**PROVIDED TEXT**:
....................
Emily Orford is Marketing Manager at Pluto Press, an independent publisher of radical, non-fiction books. Having been active in UK radical politics from the age of 14, she is committed to bringing a range of new, original thought to the discourse of the Left. Her work in digital marketing has been shortlisted for the IPG Awards 2018.
Pluto Press is not just a publisher of radical books, we are also a group of people who take politics seriously. We are committed to radical social, political and economic transformation of the current system, and an end to all forms of exploitation and oppression. This is why, on the 8th of March, we will be shutting our office to join the ?Women’s Strike in London.
Taking place in more than 56 countries on International Women’s Day, the strike, organised in the UK by the Women’s Strike Assembly UK will see women walk out of paid work in offices and factories, as well as unpaid domestic work in homes, communities and bedrooms.
We feel that other publishers should join us – the publishing industry is not immune from sexism and abuse. The Bookseller did a recent survey of sexual harassment in the workplace, reporting that over half of respondents recounted experiences of sexual abuse.
The high-profile series of allegations made against a host of men, including Donald Trump and Harvey Weinstein, and the subsequent #MeToo movement, has highlighted the prevalence of sexual assault and harassment in every aspect of women’s lives. But this is not the whole story.
Capitalism today relies on the free labour of women, however, the only work that is valued both economically and socially is work that contributes to the market economy, through the production of goods and services.
Domestic labour, caring for children, the disabled and the elderly, as well as the management of families is all largely unpaid, and commonly falls on the shoulders of women. If it was waged, Capitalism would crumble. Partly because of this extra burden, when there is injustice against women, whether that be violence, unequal pay, transphobia, incarceration and the destruction of immigrant families – women do not have the resources, strength and networks available to them to fight. They have been side-lined, de-valued and atomised, their power diminished.
....................
**DATASET EXCERPT**:
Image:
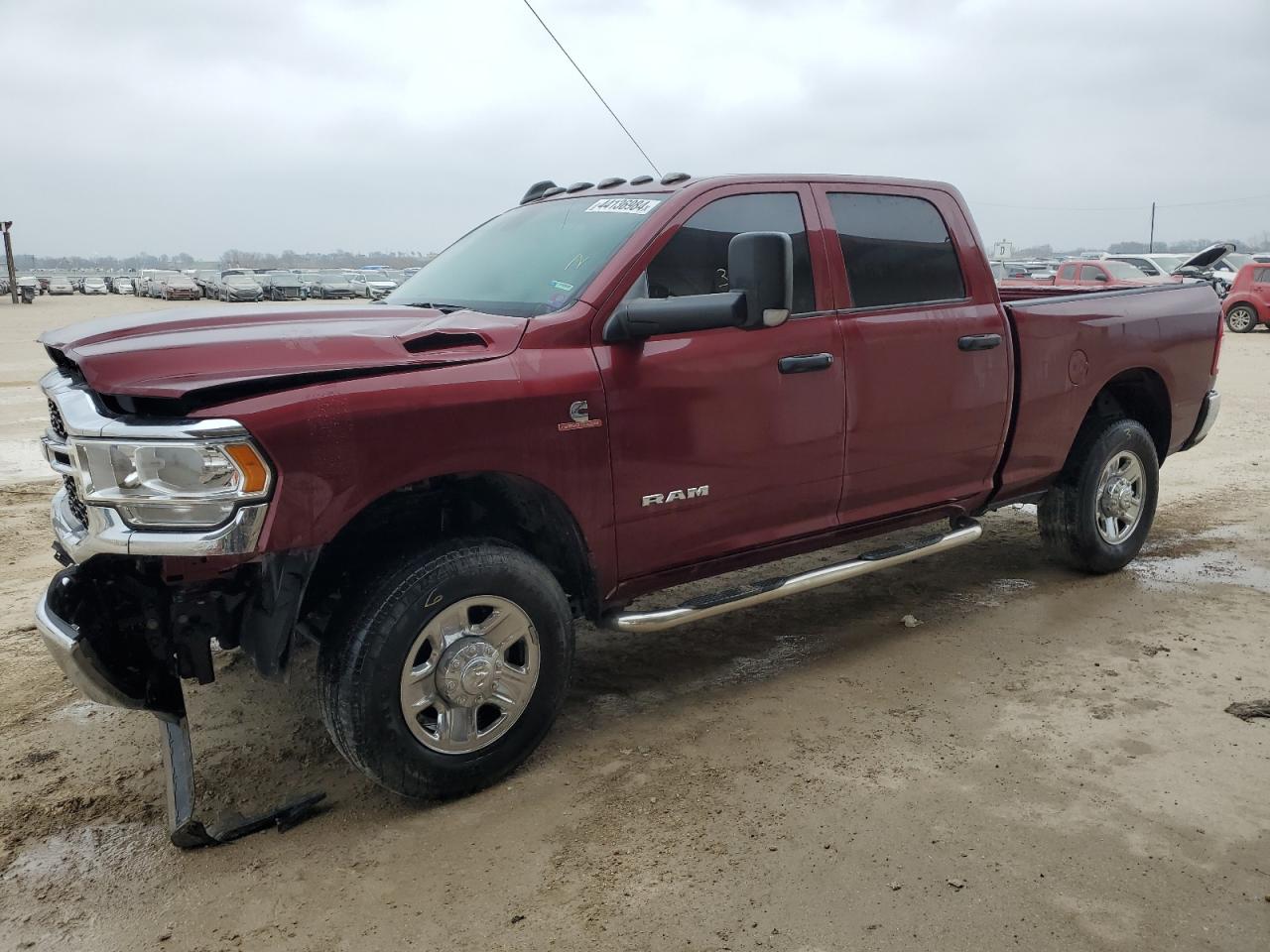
....................
**EXERCISE**:
Answer these questions from the text about the women's strike:
(a) What position does Emily Orford hold at Pluto Press?
(b) In more than how many countries is the strike taking place on International Women's Day?
(c) According to The Bookseller's survey, what share of respondents recounted experiences of sexual abuse?

**FINAL ANSWER**:
(a) Marketing Manager
(b) More than 56 countries
(c) Over half